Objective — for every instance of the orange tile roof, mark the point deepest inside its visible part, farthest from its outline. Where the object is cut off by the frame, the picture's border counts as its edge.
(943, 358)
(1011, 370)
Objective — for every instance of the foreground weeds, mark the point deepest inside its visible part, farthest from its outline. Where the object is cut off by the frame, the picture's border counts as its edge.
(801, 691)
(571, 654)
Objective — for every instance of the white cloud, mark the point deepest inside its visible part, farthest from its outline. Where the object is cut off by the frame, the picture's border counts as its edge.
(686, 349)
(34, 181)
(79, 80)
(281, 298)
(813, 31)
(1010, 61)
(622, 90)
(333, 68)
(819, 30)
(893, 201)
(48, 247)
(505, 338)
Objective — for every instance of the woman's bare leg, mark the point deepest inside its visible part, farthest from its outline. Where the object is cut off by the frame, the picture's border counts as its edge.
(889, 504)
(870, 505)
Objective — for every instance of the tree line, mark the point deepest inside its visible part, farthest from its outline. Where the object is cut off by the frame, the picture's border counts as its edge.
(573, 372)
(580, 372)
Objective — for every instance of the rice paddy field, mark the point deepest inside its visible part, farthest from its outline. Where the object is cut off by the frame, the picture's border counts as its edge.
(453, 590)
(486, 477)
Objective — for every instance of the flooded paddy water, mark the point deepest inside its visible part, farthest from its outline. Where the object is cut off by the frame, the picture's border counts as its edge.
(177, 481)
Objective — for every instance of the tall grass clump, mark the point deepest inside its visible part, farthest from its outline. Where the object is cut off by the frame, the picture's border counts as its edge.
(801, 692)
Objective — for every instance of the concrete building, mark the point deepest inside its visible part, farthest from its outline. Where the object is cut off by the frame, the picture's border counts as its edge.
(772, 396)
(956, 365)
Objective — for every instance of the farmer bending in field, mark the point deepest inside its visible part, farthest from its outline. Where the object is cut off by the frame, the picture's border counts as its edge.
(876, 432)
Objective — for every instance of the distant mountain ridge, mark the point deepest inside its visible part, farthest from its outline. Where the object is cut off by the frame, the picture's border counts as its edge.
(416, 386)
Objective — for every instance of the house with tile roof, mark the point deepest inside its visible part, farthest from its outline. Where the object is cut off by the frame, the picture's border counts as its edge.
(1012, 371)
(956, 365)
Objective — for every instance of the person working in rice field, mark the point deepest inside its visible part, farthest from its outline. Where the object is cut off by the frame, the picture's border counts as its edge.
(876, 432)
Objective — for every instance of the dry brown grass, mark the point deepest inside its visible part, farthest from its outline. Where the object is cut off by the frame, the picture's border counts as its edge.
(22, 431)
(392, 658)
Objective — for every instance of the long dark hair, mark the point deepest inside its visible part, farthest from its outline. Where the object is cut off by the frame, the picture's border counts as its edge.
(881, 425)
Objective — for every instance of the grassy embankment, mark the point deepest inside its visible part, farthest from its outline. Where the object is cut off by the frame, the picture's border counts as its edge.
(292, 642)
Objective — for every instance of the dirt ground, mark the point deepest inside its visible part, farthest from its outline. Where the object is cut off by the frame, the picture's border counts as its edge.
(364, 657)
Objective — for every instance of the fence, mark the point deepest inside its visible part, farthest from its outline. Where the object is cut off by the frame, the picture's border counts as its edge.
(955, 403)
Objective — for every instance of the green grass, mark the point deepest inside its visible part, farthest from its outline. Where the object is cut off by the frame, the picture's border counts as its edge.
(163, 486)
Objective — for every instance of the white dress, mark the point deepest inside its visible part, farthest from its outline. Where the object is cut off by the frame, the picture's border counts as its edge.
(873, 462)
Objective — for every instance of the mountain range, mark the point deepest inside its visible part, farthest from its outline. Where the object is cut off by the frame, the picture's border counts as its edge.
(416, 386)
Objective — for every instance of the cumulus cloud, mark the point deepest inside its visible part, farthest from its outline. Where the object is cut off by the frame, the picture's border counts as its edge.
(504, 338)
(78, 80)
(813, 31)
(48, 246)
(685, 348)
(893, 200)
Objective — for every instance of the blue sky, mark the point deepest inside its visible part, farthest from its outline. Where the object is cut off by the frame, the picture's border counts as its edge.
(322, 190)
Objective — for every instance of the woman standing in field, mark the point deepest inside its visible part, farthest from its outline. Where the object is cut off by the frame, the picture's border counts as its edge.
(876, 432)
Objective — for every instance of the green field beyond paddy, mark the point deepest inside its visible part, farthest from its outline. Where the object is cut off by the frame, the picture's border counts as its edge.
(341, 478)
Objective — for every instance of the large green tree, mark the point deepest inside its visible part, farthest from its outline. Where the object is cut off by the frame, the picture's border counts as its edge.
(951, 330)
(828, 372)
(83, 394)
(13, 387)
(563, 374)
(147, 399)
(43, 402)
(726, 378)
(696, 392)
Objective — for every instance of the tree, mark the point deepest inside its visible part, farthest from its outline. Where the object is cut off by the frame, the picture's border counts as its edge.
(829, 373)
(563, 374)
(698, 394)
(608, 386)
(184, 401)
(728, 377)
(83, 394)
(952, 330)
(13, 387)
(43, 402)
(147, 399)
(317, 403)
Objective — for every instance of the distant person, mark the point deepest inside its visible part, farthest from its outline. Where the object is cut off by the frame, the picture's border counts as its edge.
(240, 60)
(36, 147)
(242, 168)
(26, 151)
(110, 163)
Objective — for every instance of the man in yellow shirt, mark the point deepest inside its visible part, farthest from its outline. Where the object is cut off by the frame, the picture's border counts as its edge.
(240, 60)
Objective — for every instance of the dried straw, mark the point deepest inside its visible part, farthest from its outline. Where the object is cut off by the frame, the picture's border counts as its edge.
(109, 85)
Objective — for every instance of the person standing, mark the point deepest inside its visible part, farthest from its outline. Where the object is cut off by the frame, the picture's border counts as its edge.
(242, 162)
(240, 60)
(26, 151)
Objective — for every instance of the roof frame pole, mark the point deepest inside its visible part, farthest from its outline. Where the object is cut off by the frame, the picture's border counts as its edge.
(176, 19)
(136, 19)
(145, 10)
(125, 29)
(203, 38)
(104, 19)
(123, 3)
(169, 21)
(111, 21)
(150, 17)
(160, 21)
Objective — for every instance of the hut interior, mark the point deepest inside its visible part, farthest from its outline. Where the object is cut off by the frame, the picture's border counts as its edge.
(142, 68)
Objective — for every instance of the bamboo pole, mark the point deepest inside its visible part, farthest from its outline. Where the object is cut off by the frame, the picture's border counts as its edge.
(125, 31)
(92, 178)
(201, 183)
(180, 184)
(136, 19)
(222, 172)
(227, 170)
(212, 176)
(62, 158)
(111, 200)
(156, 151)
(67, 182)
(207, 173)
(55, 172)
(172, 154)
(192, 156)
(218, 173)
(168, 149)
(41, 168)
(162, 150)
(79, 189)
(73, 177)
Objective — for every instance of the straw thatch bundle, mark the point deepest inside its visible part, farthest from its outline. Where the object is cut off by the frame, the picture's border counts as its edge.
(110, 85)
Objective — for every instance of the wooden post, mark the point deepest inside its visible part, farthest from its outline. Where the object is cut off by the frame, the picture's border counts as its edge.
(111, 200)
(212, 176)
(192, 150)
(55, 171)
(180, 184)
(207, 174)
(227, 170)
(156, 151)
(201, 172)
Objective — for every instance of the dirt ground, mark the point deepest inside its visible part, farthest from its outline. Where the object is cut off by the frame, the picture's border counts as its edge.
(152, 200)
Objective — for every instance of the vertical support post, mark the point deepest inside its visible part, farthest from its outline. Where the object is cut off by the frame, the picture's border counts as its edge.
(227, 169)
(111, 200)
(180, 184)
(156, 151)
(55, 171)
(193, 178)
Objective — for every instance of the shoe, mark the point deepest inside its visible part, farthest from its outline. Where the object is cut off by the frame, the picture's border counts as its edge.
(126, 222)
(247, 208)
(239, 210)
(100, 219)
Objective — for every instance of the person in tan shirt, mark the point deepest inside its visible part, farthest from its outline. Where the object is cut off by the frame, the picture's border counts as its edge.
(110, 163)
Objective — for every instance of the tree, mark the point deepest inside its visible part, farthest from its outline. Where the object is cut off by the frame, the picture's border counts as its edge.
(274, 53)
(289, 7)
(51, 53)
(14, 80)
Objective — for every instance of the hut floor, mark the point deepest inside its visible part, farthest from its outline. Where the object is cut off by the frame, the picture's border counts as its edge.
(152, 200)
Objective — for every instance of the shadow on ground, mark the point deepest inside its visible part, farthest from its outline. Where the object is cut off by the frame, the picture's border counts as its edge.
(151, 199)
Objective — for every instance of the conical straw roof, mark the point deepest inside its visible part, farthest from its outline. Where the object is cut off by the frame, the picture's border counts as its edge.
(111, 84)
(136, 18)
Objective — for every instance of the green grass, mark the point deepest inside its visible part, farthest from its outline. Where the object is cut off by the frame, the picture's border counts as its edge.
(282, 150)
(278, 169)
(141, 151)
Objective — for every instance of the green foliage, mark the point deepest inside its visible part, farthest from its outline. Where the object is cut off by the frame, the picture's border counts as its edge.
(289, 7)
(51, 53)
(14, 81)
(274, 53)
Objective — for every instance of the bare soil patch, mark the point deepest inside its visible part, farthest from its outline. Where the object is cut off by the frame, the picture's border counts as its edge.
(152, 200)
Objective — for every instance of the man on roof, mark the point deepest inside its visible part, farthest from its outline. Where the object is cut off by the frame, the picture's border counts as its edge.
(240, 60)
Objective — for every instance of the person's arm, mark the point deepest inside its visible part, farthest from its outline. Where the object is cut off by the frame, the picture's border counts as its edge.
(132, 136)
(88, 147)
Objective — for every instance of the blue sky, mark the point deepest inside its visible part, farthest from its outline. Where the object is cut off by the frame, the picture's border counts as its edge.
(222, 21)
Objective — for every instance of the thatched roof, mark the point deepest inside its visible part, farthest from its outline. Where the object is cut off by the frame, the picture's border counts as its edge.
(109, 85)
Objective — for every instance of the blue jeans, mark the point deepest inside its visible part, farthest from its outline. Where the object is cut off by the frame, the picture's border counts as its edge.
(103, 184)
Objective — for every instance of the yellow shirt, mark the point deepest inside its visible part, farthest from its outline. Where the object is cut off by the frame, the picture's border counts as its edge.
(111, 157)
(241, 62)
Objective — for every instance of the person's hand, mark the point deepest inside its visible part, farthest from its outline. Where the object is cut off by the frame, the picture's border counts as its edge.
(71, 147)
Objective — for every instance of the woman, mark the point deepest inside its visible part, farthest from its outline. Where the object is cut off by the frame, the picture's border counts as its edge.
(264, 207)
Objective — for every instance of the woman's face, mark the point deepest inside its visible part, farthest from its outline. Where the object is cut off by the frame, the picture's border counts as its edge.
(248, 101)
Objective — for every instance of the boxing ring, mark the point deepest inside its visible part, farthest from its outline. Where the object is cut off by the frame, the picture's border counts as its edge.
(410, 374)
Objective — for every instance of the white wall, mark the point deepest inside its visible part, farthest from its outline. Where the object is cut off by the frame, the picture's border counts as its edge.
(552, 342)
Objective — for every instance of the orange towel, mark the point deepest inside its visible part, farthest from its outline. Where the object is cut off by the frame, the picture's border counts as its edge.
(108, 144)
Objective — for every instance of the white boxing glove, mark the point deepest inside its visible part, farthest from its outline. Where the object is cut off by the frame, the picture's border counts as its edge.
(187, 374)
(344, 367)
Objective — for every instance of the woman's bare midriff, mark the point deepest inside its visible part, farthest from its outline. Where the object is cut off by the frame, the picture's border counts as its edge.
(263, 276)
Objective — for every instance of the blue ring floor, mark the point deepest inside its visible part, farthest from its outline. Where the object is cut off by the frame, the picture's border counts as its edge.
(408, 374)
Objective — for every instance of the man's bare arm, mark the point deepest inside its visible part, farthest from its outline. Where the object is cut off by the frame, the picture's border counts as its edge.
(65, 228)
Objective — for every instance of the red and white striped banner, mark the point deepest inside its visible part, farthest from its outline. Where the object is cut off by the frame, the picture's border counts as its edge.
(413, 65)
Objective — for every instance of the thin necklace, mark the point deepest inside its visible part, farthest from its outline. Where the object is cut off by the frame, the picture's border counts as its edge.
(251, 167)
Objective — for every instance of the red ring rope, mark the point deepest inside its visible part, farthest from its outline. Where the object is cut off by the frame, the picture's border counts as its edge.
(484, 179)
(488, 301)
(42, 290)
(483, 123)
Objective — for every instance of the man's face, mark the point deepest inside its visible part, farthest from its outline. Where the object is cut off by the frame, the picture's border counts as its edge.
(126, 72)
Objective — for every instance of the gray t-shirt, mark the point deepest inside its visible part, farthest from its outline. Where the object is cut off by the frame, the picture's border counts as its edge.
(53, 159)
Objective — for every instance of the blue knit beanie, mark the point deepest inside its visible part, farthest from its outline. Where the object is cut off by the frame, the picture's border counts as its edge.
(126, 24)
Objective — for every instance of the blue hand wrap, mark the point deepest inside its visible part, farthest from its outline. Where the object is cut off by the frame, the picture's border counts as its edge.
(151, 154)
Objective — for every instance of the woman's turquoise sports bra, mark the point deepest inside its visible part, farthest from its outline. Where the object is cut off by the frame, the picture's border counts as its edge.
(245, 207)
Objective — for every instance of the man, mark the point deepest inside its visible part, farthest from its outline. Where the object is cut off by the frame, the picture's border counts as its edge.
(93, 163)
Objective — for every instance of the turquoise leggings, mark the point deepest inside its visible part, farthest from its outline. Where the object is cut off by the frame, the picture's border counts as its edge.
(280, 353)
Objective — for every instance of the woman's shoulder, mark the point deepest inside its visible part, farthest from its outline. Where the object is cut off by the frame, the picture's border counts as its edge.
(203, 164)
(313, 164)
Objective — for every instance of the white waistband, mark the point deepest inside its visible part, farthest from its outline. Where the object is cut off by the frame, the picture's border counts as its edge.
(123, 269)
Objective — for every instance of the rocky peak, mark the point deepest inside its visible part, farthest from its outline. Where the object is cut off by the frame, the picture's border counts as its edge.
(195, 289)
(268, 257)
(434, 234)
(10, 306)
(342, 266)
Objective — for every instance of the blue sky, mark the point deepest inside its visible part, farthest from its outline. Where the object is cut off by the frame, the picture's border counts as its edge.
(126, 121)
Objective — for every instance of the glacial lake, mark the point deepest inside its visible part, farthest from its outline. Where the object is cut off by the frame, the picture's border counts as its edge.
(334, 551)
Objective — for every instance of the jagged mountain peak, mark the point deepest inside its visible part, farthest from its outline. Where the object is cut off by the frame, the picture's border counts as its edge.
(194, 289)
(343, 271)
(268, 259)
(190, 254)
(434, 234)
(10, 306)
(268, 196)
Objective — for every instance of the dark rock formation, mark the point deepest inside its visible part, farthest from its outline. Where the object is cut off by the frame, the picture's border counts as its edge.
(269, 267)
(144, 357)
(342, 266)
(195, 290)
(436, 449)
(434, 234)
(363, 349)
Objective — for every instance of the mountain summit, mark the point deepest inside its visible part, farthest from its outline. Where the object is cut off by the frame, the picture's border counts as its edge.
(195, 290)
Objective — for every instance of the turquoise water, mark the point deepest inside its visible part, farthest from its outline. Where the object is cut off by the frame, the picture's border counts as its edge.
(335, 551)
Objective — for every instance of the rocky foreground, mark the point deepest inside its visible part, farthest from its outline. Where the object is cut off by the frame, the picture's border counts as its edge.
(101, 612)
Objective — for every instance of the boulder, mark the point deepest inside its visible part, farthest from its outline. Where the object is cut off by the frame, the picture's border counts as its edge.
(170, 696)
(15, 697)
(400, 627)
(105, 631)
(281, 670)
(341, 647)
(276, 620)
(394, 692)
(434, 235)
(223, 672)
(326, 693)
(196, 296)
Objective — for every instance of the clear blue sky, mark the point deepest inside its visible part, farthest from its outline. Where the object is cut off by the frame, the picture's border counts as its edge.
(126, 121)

******************************

* To be done
Extract every line from the beginning of the records above down to and including the line containing "(1011, 370)", and reproduce each one unchanged.

* Task answer
Objective — for every instance of the orange tile roof, mark the point deepest inside its visible part, farthest from its outline. Where the object is cut off by the frame, the picture's border counts as its edge.
(943, 358)
(1011, 370)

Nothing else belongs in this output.